#### [Goal]
Please rescale the rows starting at the one that contains "Objective — one point per instance of the tractor windshield" and ending at the last row, both included, repeating each row with its request. Multiply every coordinate in the answers by 2.35 and round it to a whole number, halves up, leaving the requests unchanged.

#### [Dataset]
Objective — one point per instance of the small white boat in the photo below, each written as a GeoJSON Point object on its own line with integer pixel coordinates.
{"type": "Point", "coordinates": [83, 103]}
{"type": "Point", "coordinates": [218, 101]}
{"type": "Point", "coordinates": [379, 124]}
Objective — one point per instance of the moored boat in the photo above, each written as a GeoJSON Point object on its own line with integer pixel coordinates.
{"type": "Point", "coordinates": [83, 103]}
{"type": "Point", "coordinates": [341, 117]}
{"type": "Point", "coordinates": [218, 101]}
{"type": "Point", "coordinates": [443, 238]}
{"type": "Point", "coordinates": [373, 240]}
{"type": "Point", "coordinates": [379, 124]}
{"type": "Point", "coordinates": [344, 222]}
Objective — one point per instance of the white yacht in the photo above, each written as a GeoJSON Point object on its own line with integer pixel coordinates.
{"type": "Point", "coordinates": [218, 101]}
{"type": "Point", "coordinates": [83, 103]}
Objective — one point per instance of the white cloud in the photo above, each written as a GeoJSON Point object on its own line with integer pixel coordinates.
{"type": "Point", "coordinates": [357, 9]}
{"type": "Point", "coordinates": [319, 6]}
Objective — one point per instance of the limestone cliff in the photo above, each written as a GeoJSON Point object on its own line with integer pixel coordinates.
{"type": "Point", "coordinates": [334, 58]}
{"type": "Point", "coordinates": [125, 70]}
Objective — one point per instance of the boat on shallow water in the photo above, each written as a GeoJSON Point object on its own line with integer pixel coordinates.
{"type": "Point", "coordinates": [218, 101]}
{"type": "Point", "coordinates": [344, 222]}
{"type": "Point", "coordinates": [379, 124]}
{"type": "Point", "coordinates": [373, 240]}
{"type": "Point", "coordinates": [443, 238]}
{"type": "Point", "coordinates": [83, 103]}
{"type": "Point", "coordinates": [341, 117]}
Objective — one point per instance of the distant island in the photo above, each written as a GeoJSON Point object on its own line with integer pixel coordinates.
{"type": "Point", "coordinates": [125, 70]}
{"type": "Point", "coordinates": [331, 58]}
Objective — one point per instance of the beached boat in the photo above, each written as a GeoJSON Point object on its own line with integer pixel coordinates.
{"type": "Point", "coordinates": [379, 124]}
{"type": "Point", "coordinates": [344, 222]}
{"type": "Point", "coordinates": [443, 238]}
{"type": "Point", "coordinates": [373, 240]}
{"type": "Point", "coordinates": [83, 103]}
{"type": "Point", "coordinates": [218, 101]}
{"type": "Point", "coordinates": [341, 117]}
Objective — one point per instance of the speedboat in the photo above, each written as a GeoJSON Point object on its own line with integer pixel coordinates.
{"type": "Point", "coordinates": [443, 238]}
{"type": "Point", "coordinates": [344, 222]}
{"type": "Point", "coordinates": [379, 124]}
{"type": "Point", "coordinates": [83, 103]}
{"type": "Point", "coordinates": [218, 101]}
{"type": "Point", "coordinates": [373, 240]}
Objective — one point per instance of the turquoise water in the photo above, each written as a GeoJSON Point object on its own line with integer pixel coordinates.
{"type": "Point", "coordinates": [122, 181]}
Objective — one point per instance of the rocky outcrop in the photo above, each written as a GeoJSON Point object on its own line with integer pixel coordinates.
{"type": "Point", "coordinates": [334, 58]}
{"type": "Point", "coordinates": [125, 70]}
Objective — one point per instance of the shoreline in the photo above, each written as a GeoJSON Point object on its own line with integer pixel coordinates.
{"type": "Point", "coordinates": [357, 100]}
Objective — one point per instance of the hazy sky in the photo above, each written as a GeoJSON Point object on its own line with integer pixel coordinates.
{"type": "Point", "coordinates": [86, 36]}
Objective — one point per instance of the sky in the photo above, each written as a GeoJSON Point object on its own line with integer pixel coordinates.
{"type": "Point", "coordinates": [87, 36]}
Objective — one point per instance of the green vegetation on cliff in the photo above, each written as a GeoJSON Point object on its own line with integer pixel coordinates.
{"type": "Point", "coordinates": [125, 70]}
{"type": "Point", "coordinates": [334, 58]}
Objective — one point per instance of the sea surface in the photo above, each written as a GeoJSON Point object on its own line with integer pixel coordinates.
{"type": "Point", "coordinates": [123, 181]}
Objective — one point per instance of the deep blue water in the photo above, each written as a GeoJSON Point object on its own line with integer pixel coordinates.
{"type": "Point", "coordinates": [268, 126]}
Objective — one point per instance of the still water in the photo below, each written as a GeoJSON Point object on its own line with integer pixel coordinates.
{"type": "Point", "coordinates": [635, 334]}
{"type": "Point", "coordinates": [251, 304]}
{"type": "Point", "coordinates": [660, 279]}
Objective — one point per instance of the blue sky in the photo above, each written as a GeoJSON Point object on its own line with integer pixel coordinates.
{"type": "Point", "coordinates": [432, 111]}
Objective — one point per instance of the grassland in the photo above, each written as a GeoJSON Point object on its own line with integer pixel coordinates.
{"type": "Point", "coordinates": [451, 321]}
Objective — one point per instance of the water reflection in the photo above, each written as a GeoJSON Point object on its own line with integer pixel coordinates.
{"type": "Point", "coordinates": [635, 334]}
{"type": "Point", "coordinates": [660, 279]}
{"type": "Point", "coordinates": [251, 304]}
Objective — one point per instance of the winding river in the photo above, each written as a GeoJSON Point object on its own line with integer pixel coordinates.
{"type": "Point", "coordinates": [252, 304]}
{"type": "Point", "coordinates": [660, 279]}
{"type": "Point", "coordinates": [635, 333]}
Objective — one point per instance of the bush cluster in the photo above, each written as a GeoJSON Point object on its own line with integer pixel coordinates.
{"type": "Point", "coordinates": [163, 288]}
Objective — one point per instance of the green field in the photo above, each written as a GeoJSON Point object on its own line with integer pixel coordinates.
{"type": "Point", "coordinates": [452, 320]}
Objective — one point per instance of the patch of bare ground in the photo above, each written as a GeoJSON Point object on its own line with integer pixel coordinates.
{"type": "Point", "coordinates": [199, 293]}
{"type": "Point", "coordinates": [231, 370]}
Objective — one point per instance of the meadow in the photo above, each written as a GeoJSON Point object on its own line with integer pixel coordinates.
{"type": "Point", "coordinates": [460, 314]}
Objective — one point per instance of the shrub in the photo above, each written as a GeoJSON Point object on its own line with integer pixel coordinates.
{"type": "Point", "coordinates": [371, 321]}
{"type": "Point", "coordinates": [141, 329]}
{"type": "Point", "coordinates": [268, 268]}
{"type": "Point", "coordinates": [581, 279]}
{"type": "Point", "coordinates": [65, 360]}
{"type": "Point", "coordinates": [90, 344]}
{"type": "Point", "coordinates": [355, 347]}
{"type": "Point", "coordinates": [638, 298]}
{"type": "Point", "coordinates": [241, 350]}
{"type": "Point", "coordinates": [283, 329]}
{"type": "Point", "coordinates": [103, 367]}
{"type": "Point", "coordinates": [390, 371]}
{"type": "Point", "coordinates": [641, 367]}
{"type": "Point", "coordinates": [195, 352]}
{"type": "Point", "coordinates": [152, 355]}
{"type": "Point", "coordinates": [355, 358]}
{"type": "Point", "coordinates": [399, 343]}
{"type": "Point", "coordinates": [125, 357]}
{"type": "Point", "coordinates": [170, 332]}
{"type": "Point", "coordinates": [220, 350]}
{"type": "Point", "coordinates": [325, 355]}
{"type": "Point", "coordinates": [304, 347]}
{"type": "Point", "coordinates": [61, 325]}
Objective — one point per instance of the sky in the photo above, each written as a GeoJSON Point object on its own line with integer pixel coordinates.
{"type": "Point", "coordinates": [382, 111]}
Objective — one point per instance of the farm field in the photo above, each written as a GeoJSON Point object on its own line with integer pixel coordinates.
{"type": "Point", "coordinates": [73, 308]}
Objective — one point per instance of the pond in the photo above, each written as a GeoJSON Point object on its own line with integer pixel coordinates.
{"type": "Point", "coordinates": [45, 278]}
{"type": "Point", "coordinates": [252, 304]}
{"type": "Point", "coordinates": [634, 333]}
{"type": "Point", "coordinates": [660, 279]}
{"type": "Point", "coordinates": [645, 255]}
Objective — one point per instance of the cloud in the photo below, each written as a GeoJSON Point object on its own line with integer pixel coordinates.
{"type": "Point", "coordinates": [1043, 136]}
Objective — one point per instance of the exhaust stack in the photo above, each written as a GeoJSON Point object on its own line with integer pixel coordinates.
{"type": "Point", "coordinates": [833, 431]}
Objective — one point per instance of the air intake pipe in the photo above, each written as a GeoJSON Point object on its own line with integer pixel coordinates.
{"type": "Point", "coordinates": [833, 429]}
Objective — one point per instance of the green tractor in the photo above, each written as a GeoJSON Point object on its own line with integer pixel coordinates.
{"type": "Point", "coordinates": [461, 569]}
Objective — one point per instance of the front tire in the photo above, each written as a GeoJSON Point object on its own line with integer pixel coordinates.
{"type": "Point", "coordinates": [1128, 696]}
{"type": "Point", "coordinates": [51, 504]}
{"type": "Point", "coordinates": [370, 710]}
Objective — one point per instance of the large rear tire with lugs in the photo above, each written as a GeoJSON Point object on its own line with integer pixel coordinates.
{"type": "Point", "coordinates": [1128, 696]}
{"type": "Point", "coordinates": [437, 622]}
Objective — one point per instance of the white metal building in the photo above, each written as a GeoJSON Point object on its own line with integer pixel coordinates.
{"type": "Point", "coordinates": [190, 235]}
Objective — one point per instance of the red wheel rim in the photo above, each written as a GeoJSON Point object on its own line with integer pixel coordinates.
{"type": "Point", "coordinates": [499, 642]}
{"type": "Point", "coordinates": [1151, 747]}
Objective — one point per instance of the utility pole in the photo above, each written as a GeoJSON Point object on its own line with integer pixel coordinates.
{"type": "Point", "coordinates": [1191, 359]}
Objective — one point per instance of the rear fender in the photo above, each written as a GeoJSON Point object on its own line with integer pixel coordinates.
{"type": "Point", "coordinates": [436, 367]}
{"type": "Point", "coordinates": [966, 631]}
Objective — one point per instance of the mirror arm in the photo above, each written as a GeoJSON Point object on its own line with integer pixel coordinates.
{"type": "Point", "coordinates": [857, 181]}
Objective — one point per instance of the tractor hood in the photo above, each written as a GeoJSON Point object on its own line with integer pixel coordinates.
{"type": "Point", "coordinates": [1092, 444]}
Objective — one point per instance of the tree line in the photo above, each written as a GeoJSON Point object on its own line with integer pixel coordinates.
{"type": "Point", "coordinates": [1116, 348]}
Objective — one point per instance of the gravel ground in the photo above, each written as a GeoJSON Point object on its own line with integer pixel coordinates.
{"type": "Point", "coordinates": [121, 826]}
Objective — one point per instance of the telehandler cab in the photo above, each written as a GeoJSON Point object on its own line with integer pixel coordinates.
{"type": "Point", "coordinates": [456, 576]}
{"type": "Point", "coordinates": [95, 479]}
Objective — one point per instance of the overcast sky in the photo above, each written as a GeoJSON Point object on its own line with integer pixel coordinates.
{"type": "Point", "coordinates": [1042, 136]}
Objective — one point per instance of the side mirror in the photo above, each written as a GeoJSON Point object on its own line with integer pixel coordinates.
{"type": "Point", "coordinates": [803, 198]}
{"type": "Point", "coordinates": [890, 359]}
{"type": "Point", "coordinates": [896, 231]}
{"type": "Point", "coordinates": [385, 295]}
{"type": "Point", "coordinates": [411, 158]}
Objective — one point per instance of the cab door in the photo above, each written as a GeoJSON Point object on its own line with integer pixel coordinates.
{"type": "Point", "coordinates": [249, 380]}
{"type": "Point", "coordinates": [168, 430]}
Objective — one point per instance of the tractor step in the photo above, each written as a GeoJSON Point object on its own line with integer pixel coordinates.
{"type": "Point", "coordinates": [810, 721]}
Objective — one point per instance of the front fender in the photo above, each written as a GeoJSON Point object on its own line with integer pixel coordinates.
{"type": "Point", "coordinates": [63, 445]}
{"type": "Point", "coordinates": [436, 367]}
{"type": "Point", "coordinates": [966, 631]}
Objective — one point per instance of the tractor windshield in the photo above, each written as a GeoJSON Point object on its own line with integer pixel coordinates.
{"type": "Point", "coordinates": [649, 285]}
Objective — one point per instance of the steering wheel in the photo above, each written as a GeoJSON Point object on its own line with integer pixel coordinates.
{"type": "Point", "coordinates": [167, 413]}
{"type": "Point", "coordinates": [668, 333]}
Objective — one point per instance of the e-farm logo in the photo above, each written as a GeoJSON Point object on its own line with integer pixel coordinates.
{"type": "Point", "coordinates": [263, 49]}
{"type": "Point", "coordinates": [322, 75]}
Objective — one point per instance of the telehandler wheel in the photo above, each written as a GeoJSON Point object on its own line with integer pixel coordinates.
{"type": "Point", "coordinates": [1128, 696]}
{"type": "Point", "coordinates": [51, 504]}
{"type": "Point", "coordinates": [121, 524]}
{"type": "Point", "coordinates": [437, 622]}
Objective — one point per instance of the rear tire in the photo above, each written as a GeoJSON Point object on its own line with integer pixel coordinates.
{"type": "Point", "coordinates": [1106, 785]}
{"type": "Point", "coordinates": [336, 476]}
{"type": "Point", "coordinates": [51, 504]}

#### [The solution]
Objective — one point per instance of the tractor windshield in the photo above, each written as a GeoJSON Point object on its own line with integer pixel coordinates.
{"type": "Point", "coordinates": [1525, 670]}
Objective — one point per instance of the steering wheel in the photo above, each written as a GeoJSON Point object on its own line with integer pixel coordinates.
{"type": "Point", "coordinates": [392, 971]}
{"type": "Point", "coordinates": [1570, 783]}
Objective — one point per instance of the e-farm logo in the photo above, each written as a GeoJSON Point object on its own line with integer pixel coordinates.
{"type": "Point", "coordinates": [618, 115]}
{"type": "Point", "coordinates": [757, 176]}
Objective — one point per instance of the telehandler wheel in the photo above, each written as a GeoJSON Point object on its own line with integer pixel coordinates.
{"type": "Point", "coordinates": [2651, 1636]}
{"type": "Point", "coordinates": [120, 1184]}
{"type": "Point", "coordinates": [284, 1231]}
{"type": "Point", "coordinates": [1027, 1462]}
Objective — one point per instance of the rear tire in the photo above, each written as a GeoJSON Point object on its own line with integer pixel coordinates.
{"type": "Point", "coordinates": [2599, 1845]}
{"type": "Point", "coordinates": [790, 1119]}
{"type": "Point", "coordinates": [120, 1184]}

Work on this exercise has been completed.